____ Pasaje mostrado

Entre las décadas de 1950 y 1990, la Amazonía colombiana alimentó la bonanza del mercado de pieles exóticas. Los cazadores de la región mataban diariamente entre treinta y cuarenta animales como el jaguar, el caimán negro, la danta o el pirarucú. Desde muy pequeños, Edilberto y Milton aprendieron el oficio de la cacería: caminar con sigilo, armar tramperos, disparar su escopeta. Pero esa bonanza acabó con el desequilibrio de la fauna y flora del territorio. Entre algunas otras cosas, esto llevó a ambos a iniciar una transición de cazadores voraces a cazadores sostenibles y guardianes del bosque: sólo cazar lo necesario, trabajar con la comunidad para la recuperación, el cuidado de la fauna, y el cultivo de las tierras. Airumaküchi,1 la asociación de cazadores que lideran, trabaja por la soberanía alimentaria indígena, el fortalecimiento de sus tradiciones, el resguardo del bosque y las especies que lo habitan. 

Esta no es la historia de una bonanza. Más bien, es la historia de una batalla de cazadores que ya fueron, una batalla con ellos mismos y con los otros. Es, más bien, una historia sobre la tensión que hay entre lo que significa proteger el territorio e incomodar el oficio que se lleva aprendiendo toda la vida.

Edilberto sostiene la mirada mientras observa cómo los cultivos de Pancoger empiezan a reemplazar las zonas taladas del territorio tikuna.

Según National Geographic, el tráfico de fauna recoge entre 8 000 y 20 000 millones de euros al año en todo el mundo y está, junto con el narcotráfico y la trata de personas, entre las actividades ilegales más lucrativas. Colombia, que apenas es superado por Brasil en biodiversidad, es un país especialmente atractivo para esta actividad. 

Según la fundación Aquae, la selva amazónica tiene 427 especies de mamíferos, 1 300 especies de aves y más de 400 anfibios. La Amazonía compone el 40% del territorio nacional; la vegetación de este llamado “pulmón del mundo” hace posibles muchas formas de vida en el territorio. Pero éste, como casi todos, es más que fauna y vegetación; también lo habitan más de trece etnias indígenas –según la fundación Gaia Amazonas.2 Y esa tensión entre naturaleza y supervivencia humana es lo que ha hecho que la cacería haya sido –y sea– una opción para quienes habitan esta selva.

Edilberto se detiene a observar las copas de los árboles luego de haber escuchado el sonido de un ave que identifica inmediatamente.

________

Acciones a realizar:
1: Responde estas preguntas con datos del texto sobre los cazadores amazónicos:
(a) ¿Entre qué décadas alimentó la Amazonía colombiana la bonanza del mercado de pieles exóticas?
(b) ¿Qué porcentaje del territorio nacional compone la Amazonía?
(c) ¿Qué país supera a Colombia en biodiversidad?
2: Enumera todos los animales que el texto sobre los cazadores amazónicos menciona como presas abatidas a diario por los cazadores de la región.
3: Prolonga el texto sobre los cazadores amazónicos a partir de su última oración.
Los ítems constituyen material independiente del texto.

____ Filas almacenadas

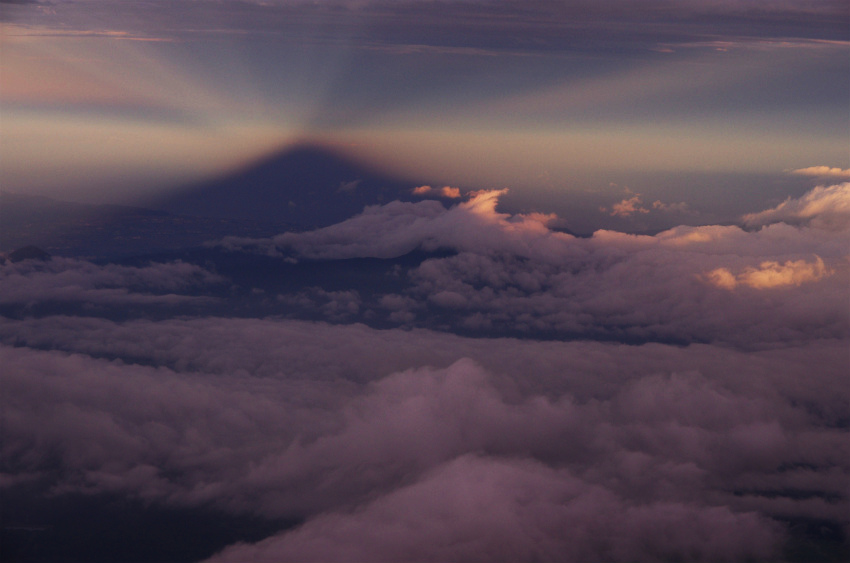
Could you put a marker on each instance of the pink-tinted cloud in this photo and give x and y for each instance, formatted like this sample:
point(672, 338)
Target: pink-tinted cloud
point(771, 274)
point(825, 207)
point(444, 192)
point(823, 172)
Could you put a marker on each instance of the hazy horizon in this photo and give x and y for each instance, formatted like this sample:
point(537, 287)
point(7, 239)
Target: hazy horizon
point(434, 281)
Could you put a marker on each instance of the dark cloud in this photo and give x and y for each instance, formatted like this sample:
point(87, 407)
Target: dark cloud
point(424, 445)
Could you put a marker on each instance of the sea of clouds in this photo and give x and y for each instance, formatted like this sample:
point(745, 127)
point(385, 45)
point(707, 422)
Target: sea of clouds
point(550, 440)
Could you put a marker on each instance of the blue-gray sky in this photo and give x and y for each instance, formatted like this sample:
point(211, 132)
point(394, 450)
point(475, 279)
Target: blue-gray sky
point(109, 101)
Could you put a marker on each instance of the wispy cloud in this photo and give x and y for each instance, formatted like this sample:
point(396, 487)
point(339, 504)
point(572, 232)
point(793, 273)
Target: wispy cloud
point(823, 172)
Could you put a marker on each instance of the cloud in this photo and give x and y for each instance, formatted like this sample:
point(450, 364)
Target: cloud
point(543, 446)
point(771, 274)
point(824, 207)
point(514, 275)
point(538, 448)
point(70, 280)
point(628, 207)
point(823, 172)
point(631, 205)
point(485, 509)
point(349, 186)
point(444, 192)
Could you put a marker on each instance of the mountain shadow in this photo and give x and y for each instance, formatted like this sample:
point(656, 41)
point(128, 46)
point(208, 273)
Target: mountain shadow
point(305, 186)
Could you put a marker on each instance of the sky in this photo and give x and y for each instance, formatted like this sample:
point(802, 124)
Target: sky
point(600, 314)
point(575, 103)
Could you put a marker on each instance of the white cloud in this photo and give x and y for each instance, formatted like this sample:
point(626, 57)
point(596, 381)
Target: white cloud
point(824, 207)
point(529, 446)
point(771, 274)
point(445, 192)
point(69, 280)
point(823, 172)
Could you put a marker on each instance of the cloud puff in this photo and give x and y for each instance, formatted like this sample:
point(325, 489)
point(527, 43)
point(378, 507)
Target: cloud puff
point(823, 172)
point(485, 509)
point(771, 274)
point(825, 207)
point(69, 280)
point(445, 192)
point(627, 207)
point(535, 448)
point(462, 448)
point(514, 275)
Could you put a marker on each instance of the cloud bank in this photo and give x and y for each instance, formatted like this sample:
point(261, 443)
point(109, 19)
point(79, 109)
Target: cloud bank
point(414, 442)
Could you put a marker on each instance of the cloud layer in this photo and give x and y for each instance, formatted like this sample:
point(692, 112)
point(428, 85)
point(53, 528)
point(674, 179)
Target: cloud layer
point(414, 444)
point(515, 275)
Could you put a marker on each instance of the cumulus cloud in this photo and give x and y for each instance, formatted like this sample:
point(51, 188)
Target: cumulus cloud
point(423, 445)
point(771, 274)
point(627, 207)
point(634, 205)
point(536, 449)
point(823, 172)
point(444, 192)
point(825, 207)
point(515, 275)
point(69, 280)
point(483, 509)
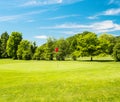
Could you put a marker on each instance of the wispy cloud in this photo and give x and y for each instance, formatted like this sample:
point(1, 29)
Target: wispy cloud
point(99, 27)
point(117, 2)
point(41, 37)
point(62, 17)
point(19, 16)
point(40, 2)
point(47, 2)
point(112, 12)
point(109, 12)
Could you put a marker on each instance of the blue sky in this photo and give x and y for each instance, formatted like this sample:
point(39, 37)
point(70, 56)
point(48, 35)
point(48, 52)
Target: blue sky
point(39, 19)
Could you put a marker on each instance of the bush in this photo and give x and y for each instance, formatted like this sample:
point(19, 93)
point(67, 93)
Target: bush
point(26, 55)
point(116, 52)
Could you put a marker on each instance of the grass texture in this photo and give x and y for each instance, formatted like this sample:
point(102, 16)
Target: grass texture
point(59, 81)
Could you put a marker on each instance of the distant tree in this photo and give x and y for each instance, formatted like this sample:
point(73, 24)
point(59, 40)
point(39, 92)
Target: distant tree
point(50, 48)
point(72, 44)
point(12, 44)
point(4, 39)
point(116, 52)
point(0, 48)
point(24, 50)
point(107, 43)
point(87, 44)
point(33, 47)
point(62, 45)
point(39, 53)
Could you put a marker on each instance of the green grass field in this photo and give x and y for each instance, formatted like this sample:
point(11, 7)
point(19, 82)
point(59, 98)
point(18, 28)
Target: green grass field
point(64, 81)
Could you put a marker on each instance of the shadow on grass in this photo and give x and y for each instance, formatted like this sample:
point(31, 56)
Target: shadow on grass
point(96, 61)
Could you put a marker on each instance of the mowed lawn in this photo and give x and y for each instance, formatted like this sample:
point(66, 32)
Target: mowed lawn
point(59, 81)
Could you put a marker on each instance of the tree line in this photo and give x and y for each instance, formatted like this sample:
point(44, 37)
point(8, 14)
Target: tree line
point(79, 45)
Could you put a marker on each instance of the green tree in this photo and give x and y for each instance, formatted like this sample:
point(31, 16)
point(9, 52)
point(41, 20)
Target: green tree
point(12, 44)
point(50, 48)
point(116, 52)
point(4, 39)
point(62, 45)
point(39, 53)
point(33, 47)
point(87, 44)
point(107, 43)
point(24, 50)
point(0, 48)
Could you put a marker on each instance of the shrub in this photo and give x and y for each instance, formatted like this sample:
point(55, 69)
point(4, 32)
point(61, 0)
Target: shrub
point(116, 52)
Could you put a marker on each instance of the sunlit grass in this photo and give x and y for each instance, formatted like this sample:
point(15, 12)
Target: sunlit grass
point(54, 81)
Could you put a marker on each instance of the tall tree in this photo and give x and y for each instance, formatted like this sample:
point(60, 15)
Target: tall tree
point(62, 45)
point(4, 39)
point(12, 44)
point(87, 44)
point(50, 48)
point(39, 53)
point(0, 48)
point(107, 42)
point(24, 50)
point(116, 52)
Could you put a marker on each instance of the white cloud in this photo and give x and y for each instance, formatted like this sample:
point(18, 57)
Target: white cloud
point(112, 12)
point(19, 16)
point(116, 2)
point(47, 2)
point(41, 37)
point(40, 2)
point(62, 17)
point(99, 27)
point(109, 12)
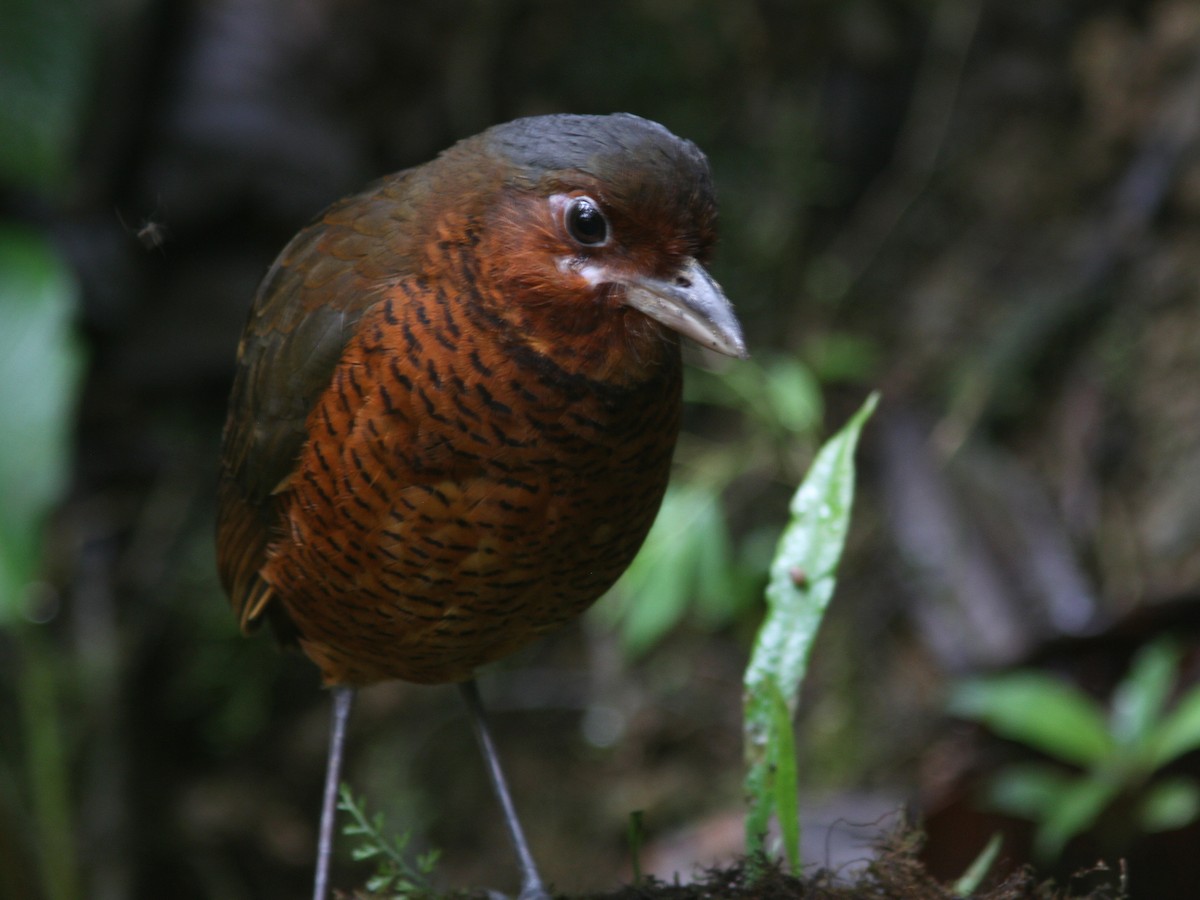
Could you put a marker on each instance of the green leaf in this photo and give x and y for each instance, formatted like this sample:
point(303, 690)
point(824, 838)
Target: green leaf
point(1169, 804)
point(1180, 731)
point(792, 395)
point(46, 55)
point(1139, 700)
point(1039, 712)
point(1078, 809)
point(1029, 790)
point(40, 365)
point(785, 777)
point(687, 557)
point(803, 576)
point(978, 870)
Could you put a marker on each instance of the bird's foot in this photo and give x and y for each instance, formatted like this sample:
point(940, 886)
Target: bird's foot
point(531, 892)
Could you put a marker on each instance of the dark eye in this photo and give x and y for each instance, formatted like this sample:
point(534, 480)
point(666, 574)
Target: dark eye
point(586, 223)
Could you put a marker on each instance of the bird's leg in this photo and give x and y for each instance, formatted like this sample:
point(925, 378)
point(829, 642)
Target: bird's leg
point(531, 882)
point(343, 699)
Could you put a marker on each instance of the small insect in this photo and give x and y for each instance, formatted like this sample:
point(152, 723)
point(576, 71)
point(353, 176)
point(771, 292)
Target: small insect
point(151, 233)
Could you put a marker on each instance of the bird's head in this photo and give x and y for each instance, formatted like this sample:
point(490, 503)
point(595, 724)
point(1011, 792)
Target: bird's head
point(598, 235)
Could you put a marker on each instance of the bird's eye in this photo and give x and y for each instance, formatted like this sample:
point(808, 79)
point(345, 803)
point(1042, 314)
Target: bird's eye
point(586, 223)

________

Resultados finales:
1:
(a) Entre las décadas de 1950 y 1990.
(b) El 40%.
(c) Brasil.

2: Jaguar, caimán negro, danta y pirarucú.

3:
Aquí cazar hace parte de su cotidianidad, lo aprendieron desde niños: Matar. Matar un animal. Adivino con torpeza que puede sentirse como el escritor Mike Wilson dijo que era derribar un árbol enorme cuando se fue a vivir con una comunidad de leñadores: algo que se tiene que hacer y se hace.

Ayer derribé mi primer árbol. Era un pino, me demoré. Las manos me sangraron, mi espalda no deja de acalambrarse. Lo extraño es que no sentí nada cuando se derrumbó. Justo antes de caer, el tronco crujió, dentro la madera comenzó a quebrarse, sonó como la descarga simultánea de un centenar de rifles, y luego la caída y el impacto. 

El choque del pino contra el suelo del bosque fue grave, tanto así que lo sentí más que escucharlo, como si al caer chupara el aire y al chocar lo devolviera en una ráfaga violenta y con un martillazo en el pecho. No me lo esperaba, casi me caigo de espaldas. 

Y después silencio. Silencio absoluto. Estaba solo en el mundo ante un pino derrotado. Me quedé ahí un rato, a un costado del tocón, como esperando que algo ocurriera. No pasó nada. No sentí nada. Tomé el hacha y regresé al campamento.3

Durante el recorrido hacia el santuario, se encuentra una huella que posiblemente corresponde a una danta.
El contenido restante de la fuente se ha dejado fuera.